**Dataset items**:
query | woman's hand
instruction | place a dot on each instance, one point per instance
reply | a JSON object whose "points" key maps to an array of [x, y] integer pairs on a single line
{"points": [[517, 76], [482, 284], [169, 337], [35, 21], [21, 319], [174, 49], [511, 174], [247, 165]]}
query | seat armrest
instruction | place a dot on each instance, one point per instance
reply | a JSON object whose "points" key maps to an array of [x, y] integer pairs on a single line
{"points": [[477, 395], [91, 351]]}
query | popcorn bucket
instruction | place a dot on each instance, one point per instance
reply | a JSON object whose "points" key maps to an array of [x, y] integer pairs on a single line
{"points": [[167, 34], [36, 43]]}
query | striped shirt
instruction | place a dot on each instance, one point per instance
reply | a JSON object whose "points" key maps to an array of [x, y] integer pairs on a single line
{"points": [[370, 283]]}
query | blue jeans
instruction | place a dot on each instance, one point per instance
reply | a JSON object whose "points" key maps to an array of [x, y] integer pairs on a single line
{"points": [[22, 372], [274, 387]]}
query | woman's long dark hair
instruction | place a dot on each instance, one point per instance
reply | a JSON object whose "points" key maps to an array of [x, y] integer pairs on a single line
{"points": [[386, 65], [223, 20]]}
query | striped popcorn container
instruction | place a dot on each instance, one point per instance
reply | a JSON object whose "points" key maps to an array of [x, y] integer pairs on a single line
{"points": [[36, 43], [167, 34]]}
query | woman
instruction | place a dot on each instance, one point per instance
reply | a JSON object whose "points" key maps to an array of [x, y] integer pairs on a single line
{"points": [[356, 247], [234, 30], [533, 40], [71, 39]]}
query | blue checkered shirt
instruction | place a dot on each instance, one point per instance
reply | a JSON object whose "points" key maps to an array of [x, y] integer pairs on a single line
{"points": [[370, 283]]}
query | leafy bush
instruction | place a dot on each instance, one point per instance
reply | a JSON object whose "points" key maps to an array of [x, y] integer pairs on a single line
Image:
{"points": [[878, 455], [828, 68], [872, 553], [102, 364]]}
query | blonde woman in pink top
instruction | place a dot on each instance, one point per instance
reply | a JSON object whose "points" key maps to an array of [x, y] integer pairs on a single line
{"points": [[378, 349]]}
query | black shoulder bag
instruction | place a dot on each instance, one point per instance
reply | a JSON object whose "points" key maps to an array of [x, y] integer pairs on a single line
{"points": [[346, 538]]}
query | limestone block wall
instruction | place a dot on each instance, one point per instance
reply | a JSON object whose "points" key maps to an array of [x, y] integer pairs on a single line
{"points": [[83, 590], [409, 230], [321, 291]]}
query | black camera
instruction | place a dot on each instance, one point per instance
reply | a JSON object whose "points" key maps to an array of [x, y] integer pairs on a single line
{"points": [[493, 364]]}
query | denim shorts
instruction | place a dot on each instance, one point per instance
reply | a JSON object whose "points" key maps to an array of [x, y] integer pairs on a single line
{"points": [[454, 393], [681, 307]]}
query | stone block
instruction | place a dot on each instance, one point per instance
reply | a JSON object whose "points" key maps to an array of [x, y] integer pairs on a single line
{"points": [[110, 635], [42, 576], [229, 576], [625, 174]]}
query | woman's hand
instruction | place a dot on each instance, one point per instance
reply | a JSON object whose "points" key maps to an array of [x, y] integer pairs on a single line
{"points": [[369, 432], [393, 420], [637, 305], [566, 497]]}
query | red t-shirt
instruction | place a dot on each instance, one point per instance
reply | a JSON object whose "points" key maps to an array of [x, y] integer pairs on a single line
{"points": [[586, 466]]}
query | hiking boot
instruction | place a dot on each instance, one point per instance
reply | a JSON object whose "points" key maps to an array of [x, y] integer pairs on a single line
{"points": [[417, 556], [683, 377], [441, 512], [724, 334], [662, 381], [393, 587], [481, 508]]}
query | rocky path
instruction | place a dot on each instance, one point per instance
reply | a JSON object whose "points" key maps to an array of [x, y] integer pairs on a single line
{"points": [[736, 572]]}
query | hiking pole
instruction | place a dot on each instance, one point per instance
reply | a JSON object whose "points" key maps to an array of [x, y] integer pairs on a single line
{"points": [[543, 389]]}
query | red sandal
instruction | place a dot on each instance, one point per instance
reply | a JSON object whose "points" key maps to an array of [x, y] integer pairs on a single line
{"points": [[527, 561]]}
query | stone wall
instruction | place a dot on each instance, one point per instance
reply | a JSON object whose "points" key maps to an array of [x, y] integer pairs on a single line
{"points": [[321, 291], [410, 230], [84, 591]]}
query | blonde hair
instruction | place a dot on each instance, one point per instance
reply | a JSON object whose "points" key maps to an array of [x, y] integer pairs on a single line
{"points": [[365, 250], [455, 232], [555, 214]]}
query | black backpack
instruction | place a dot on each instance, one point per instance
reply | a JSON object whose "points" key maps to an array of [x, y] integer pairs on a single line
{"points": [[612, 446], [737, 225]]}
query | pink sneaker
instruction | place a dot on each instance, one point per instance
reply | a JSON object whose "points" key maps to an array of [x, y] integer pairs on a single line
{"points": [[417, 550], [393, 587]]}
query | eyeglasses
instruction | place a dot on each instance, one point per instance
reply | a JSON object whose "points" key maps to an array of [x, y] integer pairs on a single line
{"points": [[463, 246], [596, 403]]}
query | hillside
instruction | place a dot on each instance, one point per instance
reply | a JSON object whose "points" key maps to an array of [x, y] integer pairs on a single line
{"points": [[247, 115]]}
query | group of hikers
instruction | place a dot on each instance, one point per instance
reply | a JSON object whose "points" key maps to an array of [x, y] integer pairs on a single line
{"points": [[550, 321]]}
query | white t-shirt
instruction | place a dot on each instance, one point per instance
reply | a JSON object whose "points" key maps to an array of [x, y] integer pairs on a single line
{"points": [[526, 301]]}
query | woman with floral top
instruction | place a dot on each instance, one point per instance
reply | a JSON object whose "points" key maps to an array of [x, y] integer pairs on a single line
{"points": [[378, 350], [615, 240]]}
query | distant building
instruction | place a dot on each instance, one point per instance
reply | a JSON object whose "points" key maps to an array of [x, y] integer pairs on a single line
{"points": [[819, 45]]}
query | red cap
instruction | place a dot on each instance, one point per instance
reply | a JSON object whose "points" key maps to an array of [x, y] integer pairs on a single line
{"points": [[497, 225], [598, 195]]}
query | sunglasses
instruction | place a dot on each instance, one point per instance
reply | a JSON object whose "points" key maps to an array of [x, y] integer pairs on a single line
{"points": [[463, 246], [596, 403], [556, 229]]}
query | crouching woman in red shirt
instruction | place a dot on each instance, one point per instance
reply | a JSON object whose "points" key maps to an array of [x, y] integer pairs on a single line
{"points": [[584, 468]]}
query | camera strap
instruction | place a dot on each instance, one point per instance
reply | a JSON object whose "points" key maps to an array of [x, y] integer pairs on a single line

**WHAT YOU SHOULD DO**: Each line from the one with "query | woman with floral top" through the last line of the records must be written out word for word. Include nothing else.

**THE SOLUTION**:
query | woman with floral top
instruction | place a dot on each instance, one point per instance
reply | a JSON object whose "points" key maps to an array of [x, y] integer pairs on a single line
{"points": [[378, 350], [615, 240]]}
query | distant building
instruction | place a dot on each instance, one point per instance
reply | a JSON object whose "points" key maps to an array of [x, y] integer pairs on a single line
{"points": [[819, 45]]}
query | red cap
instruction | place a dot on each instance, one point per instance
reply | a JSON object whose "points" key maps to an array of [x, y] integer pairs on a single line
{"points": [[497, 225], [598, 195]]}
query | sunglasses
instruction | place a dot on each instance, one point per instance
reply | a JSON object whose "points" key maps to an array of [x, y] integer pairs on a single line
{"points": [[463, 246], [596, 403], [556, 229]]}
query | crouching woman in red shirt
instruction | place a dot on each instance, one point per instance
reply | a JSON object whose "points" key maps to an array of [x, y] integer pairs on a single line
{"points": [[584, 468]]}
query | camera strap
instruction | place a dot on each instance, one point per instance
reply | a JSON object whose "points" key maps to an array of [x, y] integer pairs on a single line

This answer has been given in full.